However, the real catch is that Results About You wasn’t easy to find. Google’s iPhone app highlighted it, but it was pretty buried in the web interface, whether on mobile or desktop. This week’s changes feature a redesigned hub that will be more prominently displayed, plus tighter integration to let you remove offending information directly from the search results.

Clicking the three-dot menu beside any search result now shows a Remove result button on the info bar that pops out from the side. This will be available even if you didn’t conduct the search from Results About You and can actually be applied to any result — although Google will presumably ignore any spurious removal requests.

Selecting Remove result lets you choose from three options, including removing personal information. This will ask you to identify what personal information you’d like removed, with categories that include contact info, government ID numbers, financial info, passwords & signatures, restricted “highly personal” records like medial documents, other “other” things like inappropriate images or details on a person under 18 years old.

**Collected material**
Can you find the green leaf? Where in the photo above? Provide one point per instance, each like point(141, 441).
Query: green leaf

**Stated exercise**
Continue the passage on Google's Results About You removal tool, starting right after its last sentence.

**Output for this exercise**
You can also file a legal removal request for copyright infringement or illegal activity, or refresh outdated information. This last option can be applied to any web page, but in this context it’s most relevant for situations where you’ve had information corrected or removed from a website but it has yet to be reflected in Google’s search results. The option reindexes the website in question to update its information. It’s unclear if this happens immediately, but it’s presumably at least prioritized so it happens more quickly than simply waiting for Google’s next regular visit to the page.

The standard Results About You tool remains available as a way to see a summary of any personal information that Google has found about you, but the new Remove result button lets you submit removal requests more organically while you’re browsing through results. These tools are currently available to users in the US, Canada, the UK, Australia, Brazil, France, India, Indonesia, Ireland, Mexico, South Africa, Spain, Sweden, and Thailand, but Google will be expanding it to more countries in the future.